CLOTAIRE, SA VIE
RADEGONDE : LA REINE DEVENUE SAINTE
Enlevée alors qu'elle n'est encore qu'une enfant, Radegonde la Thuringienne grandit, recluse, dans l'attente d'un mariage qui l'horrifie. Condamnée à partager la couche de Clotaire 1er, le meurtrier de ses parents, la jeune reine assume sa charge avec dignité et grandeur. Après la mort de son frère, sauvagement assassiné par son époux, elle va se réfugier dans la foi et fonder l'abbaye Sainte Croix, à Poitiers, où elle consacrera ses dernières années à Dieu, son seul maître.
Après un mariage
imposé par la force, Radegonde choisit d'assumer son rôle de reine. Clotaire
1er a beau persifler, déclarant qu'il a "épousé
plus une nonne qu'une reine", la princesse thuringienne remplit
bravement ses devoirs à l'égard du peuple franc, pourtant coupable du massacre
des siens.
Dans la ville d'Athis, où elle a été élevée et dont son époux lui a fait
don, la reine Radegonde fait construire un hôpital et se dévoue sans compter
pour les miséreux. Profondément dévote, elle reçoit dignement tous les
ecclésiastiques qui lui rendent visite. Jamais elle ne ménage ses efforts pour
lutter contre les cultes païens. Elle aurait fait brûler un temple impie,
restant jusqu'à la fin de l'incendie abîmée dans une profonde méditation. Il
est pourtant une "obligation" que la reine néglige ostensiblement :
ses devoirs conjugaux. Dès qu'elle le peut, elle s'échappe de la couche royale
pour s'adonner, à même le sol, à la prière.
En 548, la mort de
son neveu Thibert, fils de Thierry 1er, amène Clotaire 1er à prendre pour
épouse la veuve du roi d'Austrasie dans l'espoir de récupérer le royaume du
défunt. Meurtrie par cette nouvelle offense, Radegonde en appelle aux évêques
francs, qui annulent le mariage.
Peu après, Clotaire 1er se voit contraint de mater une rébellion en Thuringe,
patrie de la reine. L'expédition se termine dans un bain de sang. A son retour,
le roi, furieux, abat le frère de Radegonde, coupable de lui avoir demandé le
droit de rejoindre les siens réfugiés à Constantinople. Ecoeurée par tant de
violence, la reine s'empresse de réclamer sa liberté à son bourreau. Contre
toute attente, celui-ci accepte sans rechigner. Mais Radegonde n'est pas dupe et
décide de s'enfuir au plus vite, craignant que son mari ne change d'avis.

━━━━━━

D'après l'extrait sur Radegonde, dans quelle ville la reine fait-elle construire un hôpital ?

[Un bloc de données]

━━━━━━

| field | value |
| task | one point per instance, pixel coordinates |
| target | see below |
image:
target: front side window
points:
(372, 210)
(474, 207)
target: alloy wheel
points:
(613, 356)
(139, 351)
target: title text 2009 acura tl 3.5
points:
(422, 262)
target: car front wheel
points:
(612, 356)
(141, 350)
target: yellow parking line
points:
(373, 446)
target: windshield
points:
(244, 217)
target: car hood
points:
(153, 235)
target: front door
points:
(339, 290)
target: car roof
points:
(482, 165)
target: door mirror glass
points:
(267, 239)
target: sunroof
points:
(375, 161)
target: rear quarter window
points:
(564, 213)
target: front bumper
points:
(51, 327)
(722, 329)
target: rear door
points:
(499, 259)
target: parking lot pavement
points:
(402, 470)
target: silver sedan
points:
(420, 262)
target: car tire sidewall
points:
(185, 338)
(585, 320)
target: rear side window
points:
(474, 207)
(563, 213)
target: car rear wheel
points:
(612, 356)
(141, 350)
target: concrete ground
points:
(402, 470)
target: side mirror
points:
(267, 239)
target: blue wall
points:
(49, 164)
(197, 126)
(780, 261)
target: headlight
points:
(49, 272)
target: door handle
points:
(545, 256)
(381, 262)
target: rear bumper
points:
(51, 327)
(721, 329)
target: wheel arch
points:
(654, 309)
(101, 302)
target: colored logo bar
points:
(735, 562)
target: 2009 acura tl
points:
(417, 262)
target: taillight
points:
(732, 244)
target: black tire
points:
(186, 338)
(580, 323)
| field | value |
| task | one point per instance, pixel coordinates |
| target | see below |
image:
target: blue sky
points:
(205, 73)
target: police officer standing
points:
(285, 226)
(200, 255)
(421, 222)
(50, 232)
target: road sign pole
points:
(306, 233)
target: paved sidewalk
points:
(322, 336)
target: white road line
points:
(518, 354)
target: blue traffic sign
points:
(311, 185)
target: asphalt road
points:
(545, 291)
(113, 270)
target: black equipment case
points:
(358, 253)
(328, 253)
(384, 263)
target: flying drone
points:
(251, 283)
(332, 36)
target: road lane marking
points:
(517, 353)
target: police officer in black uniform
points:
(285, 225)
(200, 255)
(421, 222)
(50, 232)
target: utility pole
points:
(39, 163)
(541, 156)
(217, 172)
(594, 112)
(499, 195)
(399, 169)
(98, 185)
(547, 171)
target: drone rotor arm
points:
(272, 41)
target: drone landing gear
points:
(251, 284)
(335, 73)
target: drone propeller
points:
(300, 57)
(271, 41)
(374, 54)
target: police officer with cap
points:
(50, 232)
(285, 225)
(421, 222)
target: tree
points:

━━━━━━

» **Réponse attendue**
À Athis, la ville où elle a été élevée et dont son époux lui a fait don.